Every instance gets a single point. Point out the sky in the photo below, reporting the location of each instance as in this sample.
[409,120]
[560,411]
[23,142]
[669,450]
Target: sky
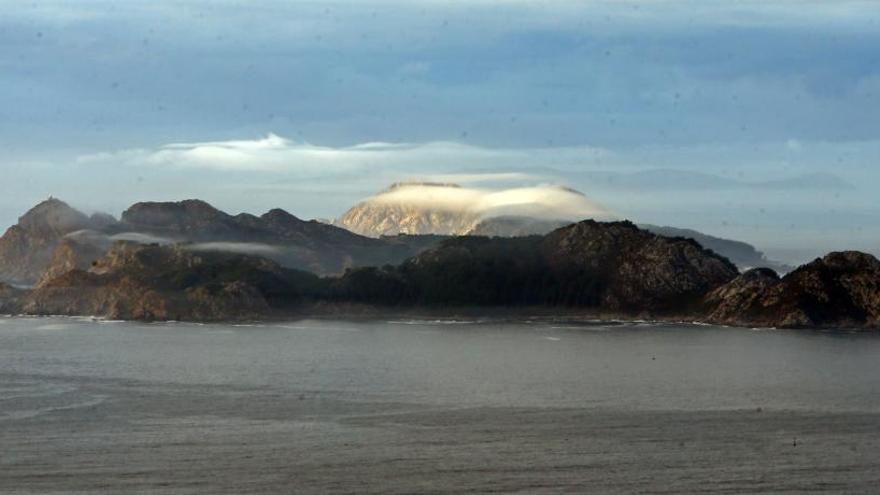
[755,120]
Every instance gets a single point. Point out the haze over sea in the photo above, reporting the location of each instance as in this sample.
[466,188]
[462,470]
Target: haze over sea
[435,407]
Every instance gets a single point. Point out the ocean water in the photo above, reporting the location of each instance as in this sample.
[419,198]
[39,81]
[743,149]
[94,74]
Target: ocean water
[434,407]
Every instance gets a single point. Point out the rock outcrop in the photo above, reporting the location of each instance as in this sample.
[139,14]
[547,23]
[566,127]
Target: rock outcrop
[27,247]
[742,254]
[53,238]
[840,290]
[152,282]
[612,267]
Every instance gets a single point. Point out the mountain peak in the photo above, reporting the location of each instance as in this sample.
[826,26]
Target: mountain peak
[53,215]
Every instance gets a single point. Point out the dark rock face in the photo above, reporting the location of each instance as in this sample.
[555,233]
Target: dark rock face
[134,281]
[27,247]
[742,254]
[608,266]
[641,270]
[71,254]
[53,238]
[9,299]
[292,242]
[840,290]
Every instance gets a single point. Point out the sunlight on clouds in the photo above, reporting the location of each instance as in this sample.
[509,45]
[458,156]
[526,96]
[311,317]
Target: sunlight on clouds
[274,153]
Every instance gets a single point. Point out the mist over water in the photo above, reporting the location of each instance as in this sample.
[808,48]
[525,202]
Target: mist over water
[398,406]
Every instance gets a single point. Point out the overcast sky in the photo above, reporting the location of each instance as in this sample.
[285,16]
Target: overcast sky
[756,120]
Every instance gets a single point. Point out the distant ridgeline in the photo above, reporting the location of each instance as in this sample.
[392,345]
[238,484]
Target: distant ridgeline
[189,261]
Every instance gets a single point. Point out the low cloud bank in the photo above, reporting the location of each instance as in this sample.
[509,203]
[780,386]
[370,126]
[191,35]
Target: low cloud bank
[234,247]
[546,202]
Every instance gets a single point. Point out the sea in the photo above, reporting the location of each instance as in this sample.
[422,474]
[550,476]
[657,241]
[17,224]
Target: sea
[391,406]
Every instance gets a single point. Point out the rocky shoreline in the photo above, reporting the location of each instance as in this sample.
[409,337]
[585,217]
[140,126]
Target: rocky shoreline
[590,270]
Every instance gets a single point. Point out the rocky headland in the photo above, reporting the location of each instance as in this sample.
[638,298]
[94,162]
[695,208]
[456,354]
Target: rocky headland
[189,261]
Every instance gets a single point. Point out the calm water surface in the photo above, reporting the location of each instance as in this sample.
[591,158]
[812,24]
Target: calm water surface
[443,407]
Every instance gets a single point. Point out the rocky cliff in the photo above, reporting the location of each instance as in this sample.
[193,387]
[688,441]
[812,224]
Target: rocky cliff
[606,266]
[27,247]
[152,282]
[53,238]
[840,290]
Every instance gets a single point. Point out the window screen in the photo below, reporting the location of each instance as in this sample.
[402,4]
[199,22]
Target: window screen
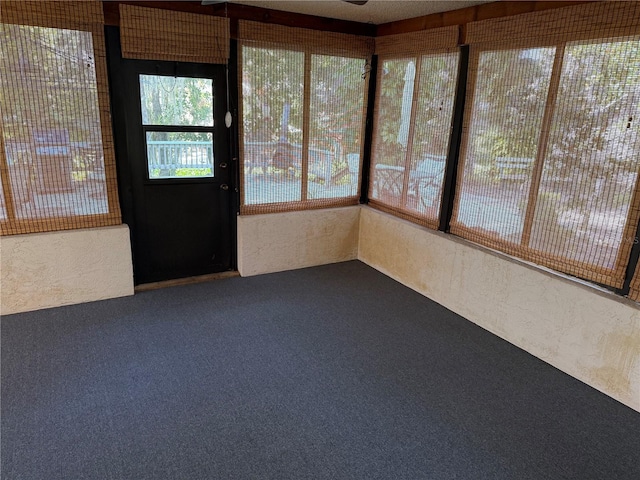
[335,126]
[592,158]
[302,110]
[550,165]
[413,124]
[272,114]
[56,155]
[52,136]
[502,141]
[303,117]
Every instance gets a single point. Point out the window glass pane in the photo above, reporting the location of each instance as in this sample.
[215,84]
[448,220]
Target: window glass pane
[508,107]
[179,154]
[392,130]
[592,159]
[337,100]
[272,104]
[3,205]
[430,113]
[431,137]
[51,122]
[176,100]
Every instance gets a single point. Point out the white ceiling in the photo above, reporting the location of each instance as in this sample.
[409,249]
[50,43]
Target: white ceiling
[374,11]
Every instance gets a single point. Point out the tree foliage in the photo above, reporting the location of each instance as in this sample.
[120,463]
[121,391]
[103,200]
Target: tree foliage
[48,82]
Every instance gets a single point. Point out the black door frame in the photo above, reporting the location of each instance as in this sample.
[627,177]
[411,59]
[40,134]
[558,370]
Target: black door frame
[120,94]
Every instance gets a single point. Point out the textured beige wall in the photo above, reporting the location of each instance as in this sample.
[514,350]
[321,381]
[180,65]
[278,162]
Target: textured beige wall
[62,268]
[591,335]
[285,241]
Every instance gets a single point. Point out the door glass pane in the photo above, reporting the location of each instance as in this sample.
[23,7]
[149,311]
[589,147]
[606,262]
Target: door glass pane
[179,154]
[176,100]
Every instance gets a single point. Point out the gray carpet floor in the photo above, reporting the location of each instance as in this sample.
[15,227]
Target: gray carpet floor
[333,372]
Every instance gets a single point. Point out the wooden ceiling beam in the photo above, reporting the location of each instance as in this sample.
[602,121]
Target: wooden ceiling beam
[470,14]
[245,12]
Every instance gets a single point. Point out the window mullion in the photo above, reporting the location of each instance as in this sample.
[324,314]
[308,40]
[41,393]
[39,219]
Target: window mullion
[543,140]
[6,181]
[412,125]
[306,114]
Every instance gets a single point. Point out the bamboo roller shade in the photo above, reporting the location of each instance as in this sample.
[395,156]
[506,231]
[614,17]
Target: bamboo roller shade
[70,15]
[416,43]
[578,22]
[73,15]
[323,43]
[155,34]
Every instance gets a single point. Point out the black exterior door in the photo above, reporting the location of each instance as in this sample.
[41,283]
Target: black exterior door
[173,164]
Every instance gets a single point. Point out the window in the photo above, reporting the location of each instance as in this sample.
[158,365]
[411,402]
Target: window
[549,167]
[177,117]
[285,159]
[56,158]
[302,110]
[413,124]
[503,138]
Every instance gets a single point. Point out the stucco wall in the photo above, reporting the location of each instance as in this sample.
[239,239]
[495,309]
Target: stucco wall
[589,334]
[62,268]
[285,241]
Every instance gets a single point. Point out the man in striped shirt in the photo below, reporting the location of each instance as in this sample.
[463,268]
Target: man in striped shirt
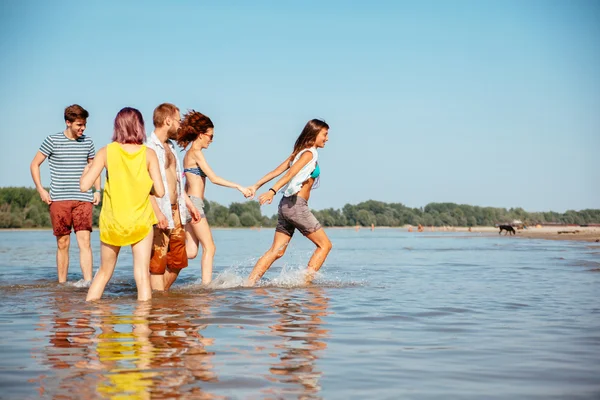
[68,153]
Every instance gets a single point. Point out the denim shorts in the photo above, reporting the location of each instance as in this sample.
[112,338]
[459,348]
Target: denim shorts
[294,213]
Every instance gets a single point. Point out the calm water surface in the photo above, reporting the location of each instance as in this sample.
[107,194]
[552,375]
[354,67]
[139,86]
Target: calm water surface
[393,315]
· · · ·
• [What this task involves] Set every line of the records down again exactly, and exclude all pictures.

• [Solution for this exercise]
Every instance gets a single point. Point out the sky in the photo below, reporting the location of each instance as in this sample.
[409,120]
[560,411]
[23,142]
[669,450]
Target: sky
[755,120]
Every instance gets a single point. Point out the haze over sea in the photo above, reporting the location of each instance as in this sample.
[466,188]
[462,470]
Target: haze over sea
[435,407]
Every instance gets a single point. Point out the ocean water in the photo above, reporting the location of each instance as in this sample.
[419,198]
[39,81]
[743,149]
[94,74]
Target: ocean water
[434,407]
Every instance gets a single point. Point out the rock outcrop in the photo above, reporting the location of each instance as in this sample.
[139,14]
[547,23]
[566,127]
Target: rock outcrop
[27,247]
[742,254]
[53,238]
[840,290]
[152,282]
[612,267]
Every instance gets a single point. Point out the mountain peak in the photo above, reporting the location of each instance as in this sample.
[826,26]
Target: mountain peak
[53,215]
Every instance gets a single point. Point out the dark rock face in the photo above, reporting the location of each instance as in this sample.
[555,233]
Target: dark rock face
[134,281]
[27,247]
[742,254]
[608,266]
[641,270]
[71,254]
[53,238]
[9,299]
[292,242]
[840,290]
Every instance gets a single point. Point out the sunlight on clouds in the photo above, reporting the location of each instance as in this sample.
[509,45]
[458,156]
[526,96]
[311,317]
Target: sunlight on clouds
[274,153]
Every instance gets a single point. Point out the mist over water in the photo above, reporting the location of each instance as in this sample.
[808,48]
[525,202]
Target: mist over water
[398,406]
Every instance gets a single point. Point out the overcast sky in the photo above, reporting the location of each instance as in this sample.
[285,16]
Target: overcast sky
[756,120]
Every instance gets a single point. Point out the distant ridgeline in the photo above, reporting the location of each instance as in this sample.
[392,345]
[238,484]
Target: distant ridgeline
[189,261]
Every instance gets a single point. Point out the low cloud bank in the photo above, reporting the location of each instance as in this sample.
[509,203]
[780,386]
[370,126]
[191,35]
Target: low cloud bank
[234,247]
[546,202]
Every instance gets a single point. Point out the sea in the photo above, reporting the location of each instance as in this sample.
[422,474]
[550,476]
[657,241]
[17,224]
Target: sea
[391,406]
Every instance gets a single point. Point out the rocky shoreline in the photo above, reporting the location of each instance as in this sample.
[409,337]
[585,217]
[140,126]
Target: rocky shoreline
[590,270]
Every instance gets a single point. Point out the rocky headland in the photo above, reporting the location of each instance as in this sample.
[638,298]
[94,162]
[695,208]
[456,354]
Target: rocky headland
[189,261]
Every instance gets a single point. Point out the calm water surface in the photo above, reporting the location of each instance as in this sample.
[591,158]
[812,24]
Target: calm water surface
[443,407]
Every instance gets a single point. Point out the rocky cliff in the photo above, reporting the location of each instance as in this sample.
[193,387]
[688,441]
[812,224]
Target: rocky cliff
[606,266]
[27,247]
[152,282]
[53,238]
[840,290]
Every instance gets a single point. Point out the window screen in the photo below, reporting the location of each instance as in this sample.
[402,4]
[199,22]
Target: window screen
[335,126]
[592,158]
[302,110]
[550,165]
[413,124]
[272,114]
[56,155]
[52,136]
[502,141]
[303,117]
Every instance gets a single point. Point out the window glass pane in the photo above, reporting the location of each instance as in this sample.
[215,84]
[448,220]
Target: window glass pane
[508,107]
[179,154]
[392,130]
[592,159]
[337,100]
[272,104]
[3,205]
[430,113]
[431,137]
[51,122]
[176,100]
Every instance gets a single point. Point out the white ceiling in the photo above, reporting the location of each instance as in this sample.
[409,249]
[50,43]
Target: white ceiling
[374,11]
Every instance gets a single point. Point out the tree foliage in the photo above, reporting the location of each instance as in this sample.
[120,463]
[121,391]
[103,200]
Target: tree foliage
[48,82]
Every instance gets a single point. Point out the black door frame in the photo above, reporting the location of each instance as in this sample.
[627,177]
[411,59]
[40,134]
[558,370]
Target: black door frame
[120,94]
Every instance gets a single point. Point out the textured beige wall in the photo above, reporting the location of each instance as in this sample.
[514,350]
[321,381]
[180,65]
[278,162]
Target: textured beige wall
[62,268]
[591,335]
[285,241]
Every instance gets a single point. Point out the door glass pane in the photo above, reporting the location of each instance as in this sample.
[23,7]
[149,311]
[589,147]
[606,262]
Target: door glass pane
[179,154]
[176,100]
Every instance gets a single point. Point out the gray carpet floor in the photo above, reporting the location of each instance as in this sample.
[15,227]
Target: gray carpet floor
[333,372]
Every instance gets a single point. Point out the wooden ceiling beam in the photo above, reporting the location of each instance as in this sample.
[602,121]
Target: wooden ceiling beam
[470,14]
[245,12]
Every instance gets a single point. Point out the window mullion in the photo above, reporting the location of each instance as in this sample.
[324,314]
[308,40]
[41,393]
[39,219]
Target: window mullion
[543,140]
[6,181]
[412,125]
[306,114]
Every instance gets a single point. Point out the bamboo roller shade in the photo above, reporting the location of each instance as in this sample.
[395,156]
[506,231]
[614,17]
Target: bamboo roller shade
[70,15]
[416,43]
[578,22]
[73,15]
[323,43]
[155,34]
Every instance gets a single point. Point out the black exterior door in the photo above, reporting the location of each instance as in this sample.
[41,283]
Target: black exterior door
[173,164]
Every instance gets a single point. Point out the window in the photo above, reporting the location of each instance as in this sample.
[158,365]
[411,402]
Target: window
[549,167]
[177,117]
[285,159]
[56,158]
[302,110]
[413,124]
[503,138]
Every instance gets a single point. Point out the stucco wall in the photo above, reporting the location of each instance as in this sample.
[239,239]
[495,309]
Target: stucco wall
[589,334]
[62,268]
[285,241]
Every instance gets a single point. Point out the man in striped shirt in the photo below, reporting the location of each instance as in this sample.
[463,268]
Target: man in striped shirt
[68,153]
Every instance gets a single point. Point out the denim shorts in the photo above, reporting the location of each instance as in this sample.
[112,338]
[459,348]
Target: denim shorts
[294,213]
Every instance gets a single point. Point out the calm water surface in the photo above, reporting the location of each instance as in this sample.
[107,194]
[552,375]
[354,67]
[139,86]
Target: calm water surface
[393,315]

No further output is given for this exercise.